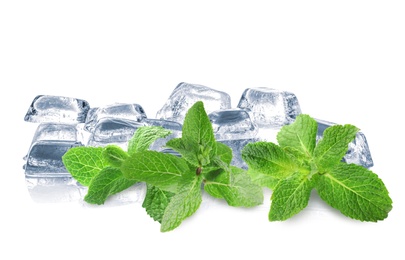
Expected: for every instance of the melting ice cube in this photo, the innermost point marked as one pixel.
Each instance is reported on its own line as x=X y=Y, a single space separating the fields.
x=132 y=112
x=358 y=151
x=113 y=131
x=45 y=159
x=52 y=131
x=185 y=95
x=232 y=124
x=57 y=109
x=270 y=107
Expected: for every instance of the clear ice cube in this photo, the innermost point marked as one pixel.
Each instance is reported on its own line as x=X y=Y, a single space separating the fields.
x=45 y=159
x=270 y=107
x=57 y=109
x=358 y=150
x=54 y=189
x=232 y=124
x=113 y=131
x=118 y=111
x=185 y=95
x=237 y=145
x=54 y=132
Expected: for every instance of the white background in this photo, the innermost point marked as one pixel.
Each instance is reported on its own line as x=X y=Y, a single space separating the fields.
x=344 y=60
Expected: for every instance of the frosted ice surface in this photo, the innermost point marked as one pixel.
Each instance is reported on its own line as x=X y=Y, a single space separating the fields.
x=113 y=131
x=358 y=150
x=57 y=109
x=45 y=158
x=118 y=111
x=52 y=131
x=237 y=145
x=186 y=95
x=270 y=107
x=232 y=124
x=54 y=190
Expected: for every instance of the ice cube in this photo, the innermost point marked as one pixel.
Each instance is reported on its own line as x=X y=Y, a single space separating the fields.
x=185 y=95
x=118 y=111
x=270 y=107
x=67 y=189
x=174 y=127
x=57 y=109
x=54 y=189
x=54 y=132
x=237 y=145
x=232 y=124
x=45 y=159
x=113 y=131
x=358 y=150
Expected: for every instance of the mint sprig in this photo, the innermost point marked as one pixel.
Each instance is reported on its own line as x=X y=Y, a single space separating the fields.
x=176 y=183
x=99 y=167
x=297 y=165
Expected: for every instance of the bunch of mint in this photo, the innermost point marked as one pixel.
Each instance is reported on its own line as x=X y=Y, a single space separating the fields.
x=174 y=183
x=298 y=165
x=292 y=169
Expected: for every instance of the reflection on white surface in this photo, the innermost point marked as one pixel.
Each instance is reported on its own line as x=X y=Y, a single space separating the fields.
x=66 y=189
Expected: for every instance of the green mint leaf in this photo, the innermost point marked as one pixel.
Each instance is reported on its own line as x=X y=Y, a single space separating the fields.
x=355 y=191
x=197 y=131
x=264 y=180
x=159 y=169
x=187 y=150
x=268 y=161
x=114 y=155
x=299 y=137
x=156 y=201
x=144 y=137
x=182 y=205
x=290 y=196
x=83 y=163
x=334 y=145
x=224 y=153
x=236 y=188
x=108 y=182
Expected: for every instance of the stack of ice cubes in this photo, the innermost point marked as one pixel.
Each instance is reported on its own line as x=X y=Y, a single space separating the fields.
x=65 y=122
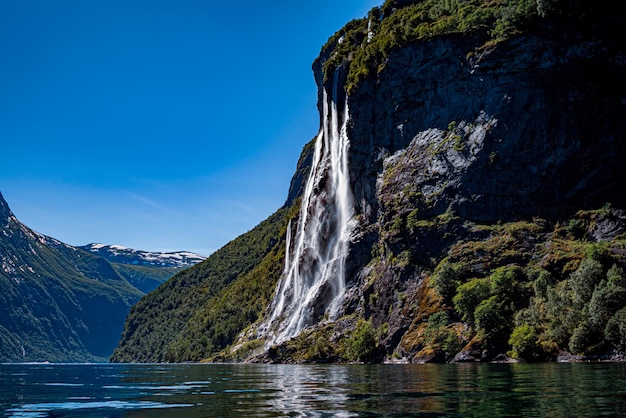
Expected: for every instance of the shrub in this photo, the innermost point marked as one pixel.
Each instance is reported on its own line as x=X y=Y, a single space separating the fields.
x=361 y=345
x=446 y=279
x=492 y=318
x=468 y=297
x=524 y=343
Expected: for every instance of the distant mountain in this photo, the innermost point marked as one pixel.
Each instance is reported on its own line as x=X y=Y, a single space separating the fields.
x=125 y=255
x=58 y=302
x=463 y=201
x=65 y=303
x=143 y=269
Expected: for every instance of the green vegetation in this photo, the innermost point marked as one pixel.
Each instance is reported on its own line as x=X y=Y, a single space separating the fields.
x=58 y=303
x=367 y=43
x=564 y=292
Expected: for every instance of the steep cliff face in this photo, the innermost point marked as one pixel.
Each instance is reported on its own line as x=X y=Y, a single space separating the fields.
x=486 y=216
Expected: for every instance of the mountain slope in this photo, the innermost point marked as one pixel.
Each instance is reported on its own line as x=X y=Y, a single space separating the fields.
x=486 y=175
x=143 y=269
x=58 y=303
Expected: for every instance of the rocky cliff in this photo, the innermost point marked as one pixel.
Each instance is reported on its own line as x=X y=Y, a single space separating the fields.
x=485 y=166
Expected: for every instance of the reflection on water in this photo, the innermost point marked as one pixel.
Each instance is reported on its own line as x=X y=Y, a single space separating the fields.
x=194 y=390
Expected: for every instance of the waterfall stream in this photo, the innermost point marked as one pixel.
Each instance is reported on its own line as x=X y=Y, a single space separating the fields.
x=313 y=281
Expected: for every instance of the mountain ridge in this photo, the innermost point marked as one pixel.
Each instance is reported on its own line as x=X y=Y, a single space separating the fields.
x=59 y=302
x=485 y=162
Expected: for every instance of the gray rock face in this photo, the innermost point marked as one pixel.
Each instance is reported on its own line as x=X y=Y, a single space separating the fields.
x=531 y=127
x=555 y=146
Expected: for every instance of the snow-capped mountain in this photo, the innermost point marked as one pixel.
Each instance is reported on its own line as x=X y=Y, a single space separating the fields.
x=124 y=255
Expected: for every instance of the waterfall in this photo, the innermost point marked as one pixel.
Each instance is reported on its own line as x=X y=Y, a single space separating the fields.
x=313 y=280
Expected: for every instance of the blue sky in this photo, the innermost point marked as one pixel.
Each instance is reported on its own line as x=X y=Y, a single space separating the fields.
x=160 y=125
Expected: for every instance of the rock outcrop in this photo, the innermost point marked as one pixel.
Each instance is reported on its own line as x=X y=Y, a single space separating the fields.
x=486 y=170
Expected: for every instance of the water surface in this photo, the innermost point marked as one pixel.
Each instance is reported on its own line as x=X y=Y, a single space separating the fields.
x=225 y=390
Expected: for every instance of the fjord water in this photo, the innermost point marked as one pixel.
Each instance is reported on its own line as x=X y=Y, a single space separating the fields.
x=237 y=390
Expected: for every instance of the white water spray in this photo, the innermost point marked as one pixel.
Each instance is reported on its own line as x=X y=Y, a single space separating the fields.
x=313 y=281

::::

● TASK DIRECTIONS
Retype the data word for word, starting with the line that contains "Expected: for every instance of the reflection on white" and going on through the line that contains "x=524 y=343", and leave out the pictures.

● OUTPUT BELOW
Expected: for every instance of the reflection on white surface in this photo, the innermost point marked as one pixel.
Each instance is reported on its own line as x=X y=Y, a single space separating the fields.
x=66 y=189
Expected: for every instance of the green mint leaf in this photo, the innermost point marked as one pixel.
Each instance is reported on its own line as x=X y=Y, a single space separating the fields.
x=355 y=191
x=197 y=131
x=264 y=180
x=159 y=169
x=187 y=150
x=268 y=161
x=114 y=155
x=299 y=137
x=156 y=201
x=144 y=137
x=182 y=205
x=290 y=196
x=83 y=163
x=334 y=145
x=224 y=153
x=236 y=188
x=108 y=182
Expected: for every instance of the stack of ice cubes in this photo, the innermost point marked as one pixel.
Each instance is reported on its own line as x=X y=Y, a single space separating the fields.
x=65 y=122
Expected: for every instance of the shrub in this photo, the innermost point marked as one pixel.
Each instance is reported on its own line as x=X y=Y, a single space separating the fields.
x=361 y=345
x=446 y=279
x=492 y=318
x=468 y=297
x=524 y=343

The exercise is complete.